Rick writes that the closer you grow to God, the more you will be tempted - which is all a bit scary. Even when you are praying, he will try to distract you (in this case, the advise is: don't allow him to, put the thought aside and continue praying).  My husband, Michael, said it is probably more likely that you are more aware of these things when you focus on them. I suppose I will just have to wait and see what happens.

* The title is a quote from Oscar Wilde

Wednesday, March 31, 2010

Day 25: Transformed by Trouble?

The Day 25 chapter is a troubling one for me. 

It does contain some comforting thoughts, such as:
  • everything that happens to you has spiritual significance
  • it is by experiencing the same troubles Jesus went though (eg loneliness, temptation, stress, criticism, rejection), that you become like Jesus
  • God knows what is best for you and has your best interests at heart
  • instead of asking "why me?" when facing problems, ask "what do You want me to learn"
In relation to this last point, as a trivial example, my body corporate manager is annoying me again.  Back in August 2009, they sent around a circular saying they had arranged for a hard rubbish collection so people could get rid of any items in their car park.  They threatened that if people didn't remove the things stored in their car parks, they would be removed by the body corporate manager at the cost of the owner.  They claimed that this was because the insurer was threatening to withdraw its insurance policy.  If I was the body corporate manager, my response to the insurer would be "fine, we will find another insurer".  Given the size of the building, I'm sure any insurer in danger of losing a signficant chunk of revenue would find a way to accommodate the odd bit of furniture in the car park. In any case, I didn't believe this story at all, because only a few weeks before the minutes of the annual body corporate meeting had arrived and it made no mention whatsoever that the insurer had taken this view.

I was throughly pissed off at the body corporate manager for using a passive aggressive tactic, for threatening to steal its clients possessions, and for going well beyond its rights as a body corporate manager.  I wrote a letter to them pointing out that the car parks are on freehold title, to enter them would be tresspass and to take anything out of them would be theft, for which I was prepared to go to the police.  I also took the opportunity to clear out my car park space, which I was intending to do anyway, and had to admit that by organising the hard rubbish collection they had made it significantly easier for me to do so.

I got no response to my letter, however, as months had passed and the stuff in the carpark remained, I figured they had perhaps realised that stealing people's stuff is not such a good idea.  That was until yesterday when I recieved a follow up circular stating that a contractor had been appointed and would be removing everything on the 13th of April.  They also included virtually impossible to decifer black and white photocopies of photos of the car parks being affected.  I wondered whether this was an attempt to shame people, felt instantly angry again and started googling to find out how to obtain an injunction to prevent it.

- _Exercise task 1_
In the blog post, on what date does the follow-up circular say the contractor will remove everything?
- _Exercise task 2_
Duplicate the stretch of the blog post from "I got no response" through "to prevent it.".
- _Exercise task 3_
Which troubles that Jesus went through does the blog post name as examples?
Rely on the blog post alone.

- _Items_
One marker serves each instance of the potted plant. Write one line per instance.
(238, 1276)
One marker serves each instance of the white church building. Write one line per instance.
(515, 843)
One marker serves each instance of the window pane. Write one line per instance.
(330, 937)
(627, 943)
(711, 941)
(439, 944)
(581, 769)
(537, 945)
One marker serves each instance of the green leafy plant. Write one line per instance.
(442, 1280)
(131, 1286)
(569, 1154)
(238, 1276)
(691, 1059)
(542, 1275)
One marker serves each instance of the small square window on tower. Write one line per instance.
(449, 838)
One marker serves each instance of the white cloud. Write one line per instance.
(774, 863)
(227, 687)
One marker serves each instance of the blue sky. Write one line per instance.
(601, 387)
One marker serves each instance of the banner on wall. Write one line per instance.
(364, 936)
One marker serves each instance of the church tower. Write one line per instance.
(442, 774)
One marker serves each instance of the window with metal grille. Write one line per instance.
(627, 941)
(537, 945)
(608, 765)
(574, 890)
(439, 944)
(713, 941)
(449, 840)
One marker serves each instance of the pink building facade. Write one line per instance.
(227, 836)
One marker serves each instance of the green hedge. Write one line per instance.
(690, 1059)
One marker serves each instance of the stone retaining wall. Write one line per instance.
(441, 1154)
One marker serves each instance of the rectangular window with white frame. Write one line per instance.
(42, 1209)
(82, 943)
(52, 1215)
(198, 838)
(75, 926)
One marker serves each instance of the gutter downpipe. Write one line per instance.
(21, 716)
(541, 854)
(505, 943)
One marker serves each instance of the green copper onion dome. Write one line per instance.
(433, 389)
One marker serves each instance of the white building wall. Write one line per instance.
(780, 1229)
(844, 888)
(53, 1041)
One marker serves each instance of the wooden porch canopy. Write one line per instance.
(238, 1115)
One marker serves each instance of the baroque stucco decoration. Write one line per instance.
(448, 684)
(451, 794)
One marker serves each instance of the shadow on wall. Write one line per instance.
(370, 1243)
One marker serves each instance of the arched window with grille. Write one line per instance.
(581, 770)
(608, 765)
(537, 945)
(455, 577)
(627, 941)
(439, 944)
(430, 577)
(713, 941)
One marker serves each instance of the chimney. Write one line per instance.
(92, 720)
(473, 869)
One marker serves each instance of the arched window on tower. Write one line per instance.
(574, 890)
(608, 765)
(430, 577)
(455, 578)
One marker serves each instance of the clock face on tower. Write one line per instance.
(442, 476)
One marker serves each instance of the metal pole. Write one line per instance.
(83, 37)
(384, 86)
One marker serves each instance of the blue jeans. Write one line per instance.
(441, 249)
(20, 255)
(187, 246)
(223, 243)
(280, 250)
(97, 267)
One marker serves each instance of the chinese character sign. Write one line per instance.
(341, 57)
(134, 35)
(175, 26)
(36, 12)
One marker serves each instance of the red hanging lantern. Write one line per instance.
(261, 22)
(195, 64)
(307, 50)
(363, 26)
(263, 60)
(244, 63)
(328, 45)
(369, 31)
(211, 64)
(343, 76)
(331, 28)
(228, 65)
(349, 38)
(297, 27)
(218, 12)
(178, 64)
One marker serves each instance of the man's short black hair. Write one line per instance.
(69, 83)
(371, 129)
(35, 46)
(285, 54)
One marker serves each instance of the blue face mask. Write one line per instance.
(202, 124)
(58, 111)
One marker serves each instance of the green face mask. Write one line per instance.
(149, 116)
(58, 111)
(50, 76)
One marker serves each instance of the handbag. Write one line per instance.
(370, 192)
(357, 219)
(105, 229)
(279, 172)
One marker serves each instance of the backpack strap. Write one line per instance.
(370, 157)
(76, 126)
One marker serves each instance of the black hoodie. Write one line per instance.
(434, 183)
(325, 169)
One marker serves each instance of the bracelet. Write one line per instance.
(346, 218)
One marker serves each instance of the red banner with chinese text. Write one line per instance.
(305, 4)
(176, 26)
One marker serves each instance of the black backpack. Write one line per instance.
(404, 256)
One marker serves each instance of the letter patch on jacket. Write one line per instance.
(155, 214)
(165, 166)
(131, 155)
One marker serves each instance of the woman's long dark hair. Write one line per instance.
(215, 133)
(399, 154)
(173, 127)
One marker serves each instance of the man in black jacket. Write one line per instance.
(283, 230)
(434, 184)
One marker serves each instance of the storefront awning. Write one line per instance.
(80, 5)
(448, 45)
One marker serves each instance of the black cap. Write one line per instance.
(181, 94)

- _Task response 1_
The 13th of April.

- _Task response 2_
I got no response to my letter, however, as months had passed and the stuff in the carpark remained, I figured they had perhaps realised that stealing people's stuff is not such a good idea.  That was until yesterday when I recieved a follow up circular stating that a contractor had been appointed and would be removing everything on the 13th of April.  They also included virtually impossible to decifer black and white photocopies of photos of the car parks being affected.  I wondered whether this was an attempt to shame people, felt instantly angry again and started googling to find out how to obtain an injunction to prevent it.

- _Task response 3_
Loneliness, temptation, stress, criticism, rejection